Problem requirements
Exact copies of all the entries below are expected in the answer.

Records for processing
---
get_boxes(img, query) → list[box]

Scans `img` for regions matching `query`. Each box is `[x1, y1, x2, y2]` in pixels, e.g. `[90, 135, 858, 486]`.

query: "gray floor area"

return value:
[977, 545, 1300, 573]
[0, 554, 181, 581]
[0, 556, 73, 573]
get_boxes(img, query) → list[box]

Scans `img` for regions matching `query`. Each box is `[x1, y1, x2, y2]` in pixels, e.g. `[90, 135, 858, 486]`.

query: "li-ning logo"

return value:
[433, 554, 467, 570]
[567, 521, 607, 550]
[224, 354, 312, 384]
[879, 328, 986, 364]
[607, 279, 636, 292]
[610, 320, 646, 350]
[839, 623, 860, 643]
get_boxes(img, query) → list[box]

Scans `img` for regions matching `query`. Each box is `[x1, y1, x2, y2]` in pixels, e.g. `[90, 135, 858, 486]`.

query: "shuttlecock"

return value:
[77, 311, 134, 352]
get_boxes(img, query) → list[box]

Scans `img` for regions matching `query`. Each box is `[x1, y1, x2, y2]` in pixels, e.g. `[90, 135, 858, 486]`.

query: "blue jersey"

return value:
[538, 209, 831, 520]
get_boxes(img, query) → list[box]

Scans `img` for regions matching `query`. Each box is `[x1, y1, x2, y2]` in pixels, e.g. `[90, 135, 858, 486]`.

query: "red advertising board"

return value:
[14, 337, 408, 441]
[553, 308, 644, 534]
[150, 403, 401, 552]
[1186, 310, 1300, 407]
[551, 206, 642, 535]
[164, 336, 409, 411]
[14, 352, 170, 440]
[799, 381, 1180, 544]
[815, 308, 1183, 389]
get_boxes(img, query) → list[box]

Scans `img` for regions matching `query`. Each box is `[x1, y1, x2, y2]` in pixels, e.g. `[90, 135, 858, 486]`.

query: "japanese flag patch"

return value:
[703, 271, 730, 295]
---
Output of the task
get_boxes(img, query) → list[box]

Scans `img` for regions matching `query`. Each box is `[x1, y1, x2, y2]` in pixels, e.g. `[90, 135, 858, 486]`.

query: "gray floor area"

return value:
[977, 545, 1300, 573]
[0, 554, 181, 581]
[0, 556, 73, 573]
get_boxes(img, query) → list[box]

Scans `img` for regions matching `query`. Each box is `[x1, y1, x2, y2]` in pixels, e.g. `[90, 135, 858, 486]`.

query: "li-ning logo"

return value:
[433, 554, 467, 570]
[567, 521, 607, 550]
[224, 354, 312, 384]
[879, 328, 986, 364]
[607, 279, 636, 292]
[610, 320, 646, 350]
[839, 623, 860, 643]
get_boxes(img, query) → list[box]

Scans `img` for regions matching `query`. Each box is `[x1, y1, x2, y2]` in pixels, e.g. `[90, 135, 858, 486]`.

query: "shuttlecock"

return value:
[77, 311, 134, 352]
get_boxes(img, query) → list[box]

Scans `img` for regions matching `query`. Each box is `[x1, y1, x2, y2]` in pixels, e.g. `[90, 135, 858, 486]`.

query: "blue jersey"

return value:
[538, 209, 831, 520]
get_boxes(img, query) → list[box]

Scans `img` for regions matching `query`. Each box is `[x1, y1, x2, y2]` in pixels, e.g. `[90, 135, 858, 486]`.

query: "red advertising board"

return value:
[14, 337, 408, 441]
[553, 308, 644, 534]
[150, 403, 401, 552]
[1186, 310, 1300, 407]
[551, 206, 642, 535]
[164, 336, 409, 411]
[14, 352, 170, 440]
[799, 381, 1180, 544]
[815, 308, 1183, 389]
get_boxes(img, query) → list[box]

Scans `img` for regions matching `query`. Each box is `[x1, y1, x2, y2]` in pixels, e.g. `[90, 135, 858, 486]`.

query: "japanese flag patch"

return value:
[703, 271, 730, 295]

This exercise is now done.